Exercise directions:
Edit the part of the listing that opens with the line containing "job: outline every instance of the residential" and closes with the line containing "[[[92,63],[96,64],[96,56],[95,55],[93,55],[92,56]]]", so that "whole numbers" becomes "integers". Return only those lines and keep everything else in them unchanged.

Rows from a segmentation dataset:
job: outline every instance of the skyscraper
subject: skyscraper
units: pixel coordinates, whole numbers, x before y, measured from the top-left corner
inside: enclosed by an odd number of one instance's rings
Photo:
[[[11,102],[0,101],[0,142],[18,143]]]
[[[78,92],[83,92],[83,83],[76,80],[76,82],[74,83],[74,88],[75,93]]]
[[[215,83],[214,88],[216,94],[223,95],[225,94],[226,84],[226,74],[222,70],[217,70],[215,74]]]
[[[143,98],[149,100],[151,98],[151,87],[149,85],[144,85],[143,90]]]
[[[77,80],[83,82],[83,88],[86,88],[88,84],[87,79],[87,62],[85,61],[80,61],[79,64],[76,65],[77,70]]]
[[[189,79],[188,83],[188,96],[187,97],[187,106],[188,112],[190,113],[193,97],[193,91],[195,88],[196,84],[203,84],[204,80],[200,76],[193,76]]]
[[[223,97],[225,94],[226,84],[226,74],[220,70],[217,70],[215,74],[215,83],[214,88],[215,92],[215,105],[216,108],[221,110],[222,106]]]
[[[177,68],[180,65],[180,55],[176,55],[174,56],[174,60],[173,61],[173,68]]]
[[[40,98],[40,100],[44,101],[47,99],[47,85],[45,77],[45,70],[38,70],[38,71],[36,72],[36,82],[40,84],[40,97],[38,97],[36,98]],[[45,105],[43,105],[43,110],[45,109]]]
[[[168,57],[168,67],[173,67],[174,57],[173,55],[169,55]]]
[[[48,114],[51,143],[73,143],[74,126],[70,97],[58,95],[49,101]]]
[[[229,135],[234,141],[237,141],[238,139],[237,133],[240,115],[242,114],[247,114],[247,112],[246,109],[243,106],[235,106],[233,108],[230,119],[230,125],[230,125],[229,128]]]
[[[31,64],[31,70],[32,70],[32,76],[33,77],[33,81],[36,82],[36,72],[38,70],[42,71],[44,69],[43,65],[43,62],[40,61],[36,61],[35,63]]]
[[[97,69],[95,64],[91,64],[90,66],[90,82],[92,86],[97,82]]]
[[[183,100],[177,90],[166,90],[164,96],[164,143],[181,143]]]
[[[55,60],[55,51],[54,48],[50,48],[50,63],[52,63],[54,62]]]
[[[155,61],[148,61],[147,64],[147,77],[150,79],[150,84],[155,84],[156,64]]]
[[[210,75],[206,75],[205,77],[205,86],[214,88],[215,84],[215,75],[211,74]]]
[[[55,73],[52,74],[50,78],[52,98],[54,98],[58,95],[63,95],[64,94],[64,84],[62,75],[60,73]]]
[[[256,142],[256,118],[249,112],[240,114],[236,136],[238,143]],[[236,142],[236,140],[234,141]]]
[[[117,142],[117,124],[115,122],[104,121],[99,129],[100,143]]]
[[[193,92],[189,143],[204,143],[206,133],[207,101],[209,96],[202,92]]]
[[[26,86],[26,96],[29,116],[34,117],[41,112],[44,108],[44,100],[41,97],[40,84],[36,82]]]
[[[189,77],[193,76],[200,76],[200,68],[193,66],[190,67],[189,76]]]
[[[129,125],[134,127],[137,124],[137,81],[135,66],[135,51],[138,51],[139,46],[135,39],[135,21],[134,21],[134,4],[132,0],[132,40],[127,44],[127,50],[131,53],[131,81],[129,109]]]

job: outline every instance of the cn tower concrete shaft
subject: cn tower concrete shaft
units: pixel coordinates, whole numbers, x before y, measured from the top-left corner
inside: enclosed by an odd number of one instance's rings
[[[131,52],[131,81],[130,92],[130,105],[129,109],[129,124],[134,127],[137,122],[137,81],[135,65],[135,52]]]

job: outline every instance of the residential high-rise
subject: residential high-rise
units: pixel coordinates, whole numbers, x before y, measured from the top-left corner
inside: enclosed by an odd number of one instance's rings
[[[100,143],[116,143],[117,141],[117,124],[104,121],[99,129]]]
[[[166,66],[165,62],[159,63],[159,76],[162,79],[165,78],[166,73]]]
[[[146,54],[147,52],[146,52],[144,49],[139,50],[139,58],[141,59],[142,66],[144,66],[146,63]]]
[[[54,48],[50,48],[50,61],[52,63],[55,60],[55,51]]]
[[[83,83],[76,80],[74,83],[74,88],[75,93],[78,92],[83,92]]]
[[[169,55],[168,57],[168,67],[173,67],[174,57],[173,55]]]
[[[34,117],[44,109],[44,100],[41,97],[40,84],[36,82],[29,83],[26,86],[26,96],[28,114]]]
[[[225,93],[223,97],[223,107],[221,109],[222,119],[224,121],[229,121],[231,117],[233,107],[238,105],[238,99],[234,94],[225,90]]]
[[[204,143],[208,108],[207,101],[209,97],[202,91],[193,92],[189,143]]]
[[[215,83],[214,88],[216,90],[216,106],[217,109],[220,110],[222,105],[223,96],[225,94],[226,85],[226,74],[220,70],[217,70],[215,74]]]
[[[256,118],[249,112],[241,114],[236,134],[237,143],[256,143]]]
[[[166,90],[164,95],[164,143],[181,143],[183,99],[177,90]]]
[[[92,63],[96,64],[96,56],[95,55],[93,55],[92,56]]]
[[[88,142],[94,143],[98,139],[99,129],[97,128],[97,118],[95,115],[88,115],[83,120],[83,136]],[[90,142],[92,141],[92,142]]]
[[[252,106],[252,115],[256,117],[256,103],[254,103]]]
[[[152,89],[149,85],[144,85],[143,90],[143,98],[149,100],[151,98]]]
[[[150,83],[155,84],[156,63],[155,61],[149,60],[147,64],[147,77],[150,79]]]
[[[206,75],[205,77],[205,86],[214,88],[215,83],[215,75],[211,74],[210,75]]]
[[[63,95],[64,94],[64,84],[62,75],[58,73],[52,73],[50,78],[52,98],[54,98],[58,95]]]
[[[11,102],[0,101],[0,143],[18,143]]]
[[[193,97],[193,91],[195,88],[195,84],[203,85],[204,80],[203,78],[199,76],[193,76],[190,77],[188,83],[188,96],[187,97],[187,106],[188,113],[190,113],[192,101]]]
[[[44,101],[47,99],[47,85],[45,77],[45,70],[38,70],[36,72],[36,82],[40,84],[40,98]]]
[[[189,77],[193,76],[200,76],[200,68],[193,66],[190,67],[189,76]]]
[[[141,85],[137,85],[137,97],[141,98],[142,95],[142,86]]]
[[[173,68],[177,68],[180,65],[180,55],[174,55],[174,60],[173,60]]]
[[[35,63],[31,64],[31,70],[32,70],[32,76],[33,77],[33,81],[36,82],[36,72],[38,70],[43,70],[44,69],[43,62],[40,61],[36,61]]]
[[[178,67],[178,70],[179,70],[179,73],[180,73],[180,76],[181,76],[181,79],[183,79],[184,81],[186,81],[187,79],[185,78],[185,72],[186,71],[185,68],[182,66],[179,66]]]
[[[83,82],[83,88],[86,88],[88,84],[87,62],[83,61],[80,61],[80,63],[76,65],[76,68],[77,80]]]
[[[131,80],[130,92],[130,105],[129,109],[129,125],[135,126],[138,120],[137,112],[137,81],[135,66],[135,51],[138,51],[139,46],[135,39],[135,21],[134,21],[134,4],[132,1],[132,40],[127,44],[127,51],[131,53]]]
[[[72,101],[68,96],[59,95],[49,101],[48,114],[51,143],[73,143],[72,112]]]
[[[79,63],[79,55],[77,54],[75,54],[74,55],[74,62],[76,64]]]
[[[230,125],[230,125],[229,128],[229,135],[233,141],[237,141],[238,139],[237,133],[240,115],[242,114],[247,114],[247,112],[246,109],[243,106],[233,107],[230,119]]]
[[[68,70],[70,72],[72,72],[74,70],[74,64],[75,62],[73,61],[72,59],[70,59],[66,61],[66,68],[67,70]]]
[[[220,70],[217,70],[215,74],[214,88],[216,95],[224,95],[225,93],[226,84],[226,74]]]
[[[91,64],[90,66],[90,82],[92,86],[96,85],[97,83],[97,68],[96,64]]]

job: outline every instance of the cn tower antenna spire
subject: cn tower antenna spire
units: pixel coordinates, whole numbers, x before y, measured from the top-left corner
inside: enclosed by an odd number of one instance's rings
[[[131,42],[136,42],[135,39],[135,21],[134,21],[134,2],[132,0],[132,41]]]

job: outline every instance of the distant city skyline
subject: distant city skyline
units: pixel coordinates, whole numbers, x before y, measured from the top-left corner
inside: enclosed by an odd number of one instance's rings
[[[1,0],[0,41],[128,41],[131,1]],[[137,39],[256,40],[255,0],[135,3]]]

Solved exercise:
job: outline every instance of the residential high-rise
subject: residential high-rise
units: pixel coordinates, integers, x before y, measured from the top-left corner
inside: enclosed by an odd number of one instance's rings
[[[100,143],[116,143],[117,141],[117,124],[104,121],[99,129]]]
[[[166,66],[165,62],[159,63],[159,76],[162,79],[165,78],[166,73]]]
[[[146,54],[147,52],[146,52],[144,49],[139,50],[139,58],[141,59],[142,66],[144,66],[146,63]]]
[[[54,48],[50,48],[50,61],[52,63],[55,60],[55,51]]]
[[[83,83],[76,80],[74,83],[74,88],[75,93],[78,92],[83,92]]]
[[[169,55],[168,57],[168,67],[173,67],[174,57],[173,55]]]
[[[34,117],[44,109],[44,100],[41,97],[40,84],[36,82],[29,83],[26,86],[26,96],[28,114]]]
[[[225,93],[223,97],[223,107],[221,109],[222,119],[224,121],[229,121],[231,117],[233,107],[238,105],[238,99],[234,94],[225,90]]]
[[[204,143],[208,108],[207,101],[209,97],[202,91],[193,92],[189,143]]]
[[[215,83],[214,88],[216,90],[216,106],[217,109],[220,110],[222,105],[223,96],[225,94],[226,85],[226,74],[220,70],[217,70],[215,74]]]
[[[256,118],[249,112],[241,114],[236,134],[237,143],[256,143]]]
[[[166,90],[164,95],[164,143],[181,143],[183,99],[177,90]]]
[[[92,63],[96,64],[96,56],[95,55],[93,55],[92,56]]]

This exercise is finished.